No obstante, estas expansiones disolventes de límites no fueron, por desgracia, el camino que siguió la academia americana en los años 70. En vez de eso, casi de la noche a la mañana se crearon nuevos programas y departamentos altamente politizados. El resultado final fue una balcanización de la estructura universitaria; cada una de las áreas acabó gobernada como un campo autónomo y con un discurso ideológico congelado en el momento de su creación. Las administraciones querían esos programas, y los querían rápido (para demostrar la “relevancia” de la institución y para huir de las críticas o protestas que podrían entorpecer las solicitudes de entrada y la deseable afluencia de los dólares de las tasas). Básicamente, las universidades destinaron dinero para esos programas y les dejaron buscar su propio camino. Cuando la Universidad de Princeton, posiblemente la más cerrada y claramente sexista de la Ivy League, pasó a ser mixta después de 200 años, en 1969, necesitaba profesorado femenino para suavizar el aspecto del lugar. Así que, buscó alrededor, precipitadamente, personal femenino listo para ejercer. Las introdujo mayoritariamente en los departamentos de inglés de las escuelas de segunda, las subió a bordo y básicamente les dejó hacer lo que quisieran, sin una planificación específica. (Ey, son mujeres… ¡Pueden hacer estudios de la mujer!).

[Listado]
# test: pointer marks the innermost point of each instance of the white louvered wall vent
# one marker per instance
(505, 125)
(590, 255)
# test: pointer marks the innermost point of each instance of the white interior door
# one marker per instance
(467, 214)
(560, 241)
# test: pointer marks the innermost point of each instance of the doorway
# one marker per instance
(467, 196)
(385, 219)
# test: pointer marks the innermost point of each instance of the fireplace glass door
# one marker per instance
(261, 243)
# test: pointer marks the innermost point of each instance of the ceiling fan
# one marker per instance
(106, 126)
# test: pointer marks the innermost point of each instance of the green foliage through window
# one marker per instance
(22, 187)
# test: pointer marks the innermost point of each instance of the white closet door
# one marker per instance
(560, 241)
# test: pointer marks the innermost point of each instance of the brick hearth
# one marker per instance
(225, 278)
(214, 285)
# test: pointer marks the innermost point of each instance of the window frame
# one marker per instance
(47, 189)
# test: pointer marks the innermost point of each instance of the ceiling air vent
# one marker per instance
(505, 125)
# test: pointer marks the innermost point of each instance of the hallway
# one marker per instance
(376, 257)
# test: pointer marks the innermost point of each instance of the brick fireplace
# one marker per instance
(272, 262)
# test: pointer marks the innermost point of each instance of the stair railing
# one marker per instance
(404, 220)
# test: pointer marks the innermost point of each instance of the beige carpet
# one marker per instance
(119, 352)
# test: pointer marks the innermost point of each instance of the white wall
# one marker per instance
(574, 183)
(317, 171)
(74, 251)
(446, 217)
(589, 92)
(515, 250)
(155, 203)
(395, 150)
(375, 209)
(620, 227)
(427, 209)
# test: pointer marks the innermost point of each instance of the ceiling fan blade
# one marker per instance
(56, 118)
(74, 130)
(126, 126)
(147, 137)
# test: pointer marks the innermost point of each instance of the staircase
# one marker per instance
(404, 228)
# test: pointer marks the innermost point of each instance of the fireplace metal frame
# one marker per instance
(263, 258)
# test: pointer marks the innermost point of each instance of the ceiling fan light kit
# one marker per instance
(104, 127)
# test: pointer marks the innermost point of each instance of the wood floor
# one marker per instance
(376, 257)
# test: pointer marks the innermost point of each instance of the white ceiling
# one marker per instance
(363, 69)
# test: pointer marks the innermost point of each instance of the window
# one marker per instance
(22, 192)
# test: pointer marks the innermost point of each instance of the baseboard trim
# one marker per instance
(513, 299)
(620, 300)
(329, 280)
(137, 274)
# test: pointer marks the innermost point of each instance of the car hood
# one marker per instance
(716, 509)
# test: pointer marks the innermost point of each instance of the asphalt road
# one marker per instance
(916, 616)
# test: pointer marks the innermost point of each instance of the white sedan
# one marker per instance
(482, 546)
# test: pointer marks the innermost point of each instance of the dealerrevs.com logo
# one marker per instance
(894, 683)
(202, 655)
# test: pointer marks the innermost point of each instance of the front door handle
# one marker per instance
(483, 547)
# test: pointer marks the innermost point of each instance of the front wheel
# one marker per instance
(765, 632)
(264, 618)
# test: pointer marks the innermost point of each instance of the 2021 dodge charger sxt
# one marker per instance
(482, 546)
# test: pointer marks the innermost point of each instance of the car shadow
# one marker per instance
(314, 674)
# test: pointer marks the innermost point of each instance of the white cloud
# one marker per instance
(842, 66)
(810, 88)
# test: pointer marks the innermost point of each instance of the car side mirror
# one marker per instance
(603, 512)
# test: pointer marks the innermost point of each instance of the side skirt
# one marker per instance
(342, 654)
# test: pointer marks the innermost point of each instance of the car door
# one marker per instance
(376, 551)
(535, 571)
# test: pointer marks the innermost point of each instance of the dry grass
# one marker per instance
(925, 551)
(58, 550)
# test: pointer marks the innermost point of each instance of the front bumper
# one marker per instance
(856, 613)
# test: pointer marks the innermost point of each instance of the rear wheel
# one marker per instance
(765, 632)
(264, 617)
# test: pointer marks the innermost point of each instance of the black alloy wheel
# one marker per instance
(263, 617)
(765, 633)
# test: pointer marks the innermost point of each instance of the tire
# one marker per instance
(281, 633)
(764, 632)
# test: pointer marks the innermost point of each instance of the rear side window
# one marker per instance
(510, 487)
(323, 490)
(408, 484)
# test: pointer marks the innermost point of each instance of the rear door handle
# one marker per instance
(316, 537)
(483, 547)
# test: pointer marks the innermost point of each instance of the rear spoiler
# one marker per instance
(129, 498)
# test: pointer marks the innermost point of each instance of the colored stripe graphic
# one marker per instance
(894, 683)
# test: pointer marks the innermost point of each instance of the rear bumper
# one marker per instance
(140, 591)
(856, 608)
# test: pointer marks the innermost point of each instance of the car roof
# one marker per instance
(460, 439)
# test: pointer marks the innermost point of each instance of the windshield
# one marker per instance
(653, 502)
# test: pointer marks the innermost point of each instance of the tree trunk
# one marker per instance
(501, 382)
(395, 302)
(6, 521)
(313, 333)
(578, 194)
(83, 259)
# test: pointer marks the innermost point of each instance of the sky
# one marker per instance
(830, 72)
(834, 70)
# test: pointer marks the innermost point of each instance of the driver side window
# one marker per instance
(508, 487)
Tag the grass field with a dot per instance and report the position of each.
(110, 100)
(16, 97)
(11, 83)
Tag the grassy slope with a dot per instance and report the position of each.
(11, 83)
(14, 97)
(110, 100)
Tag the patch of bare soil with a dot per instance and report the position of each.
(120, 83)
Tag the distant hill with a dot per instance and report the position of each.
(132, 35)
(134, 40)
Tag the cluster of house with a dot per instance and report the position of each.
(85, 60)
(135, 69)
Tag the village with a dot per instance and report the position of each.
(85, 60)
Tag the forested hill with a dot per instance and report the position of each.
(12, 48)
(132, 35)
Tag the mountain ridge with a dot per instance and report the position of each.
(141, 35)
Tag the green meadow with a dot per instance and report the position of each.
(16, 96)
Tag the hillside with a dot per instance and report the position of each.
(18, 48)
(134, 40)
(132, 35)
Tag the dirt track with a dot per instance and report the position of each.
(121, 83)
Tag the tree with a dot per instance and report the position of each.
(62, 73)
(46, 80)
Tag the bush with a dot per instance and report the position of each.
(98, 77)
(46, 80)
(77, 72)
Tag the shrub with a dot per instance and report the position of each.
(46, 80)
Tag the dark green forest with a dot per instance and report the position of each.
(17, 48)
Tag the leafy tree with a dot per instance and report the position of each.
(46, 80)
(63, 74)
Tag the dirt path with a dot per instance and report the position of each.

[Enunciado] Continúa el fragmento sobre la universidad estadounidense de los años 70 justo después de su última oración. El listado no hace falta para resolver la tarea.

[Respuesta escrita]
Sostengo, desde mi consternado punto de vista actual, que aquellos nuevos programas raramente se basaron - si es que alguno lo hizo, en fundamentados académicos; fueron gestos de relaciones públicas que pretendían sofocar las críticas a un pasado de intolerancia. A la hora de diseñar un programa de estudios de la mujer, por ejemplo, seguramente un requisito básico para los estudiantes sería al menos un curso de biología básica, de forma que se pudiera investigar el papel de las hormonas en el desarrollo humano (y rechazarlo, si es preciso). Pero no, tanto los estudios de la mujer como los posteriores estudios de género evolucionaron sin referencias a la ciencia, asegurando así que su ideología se mantuviera partidista y unidimensional, poniendo el énfasis en la construcción social del género. Cualquier otra opinión es considerada una herejía y casi nunca se presenta a los alumnos, ni siquiera como una hipótesis alternativa.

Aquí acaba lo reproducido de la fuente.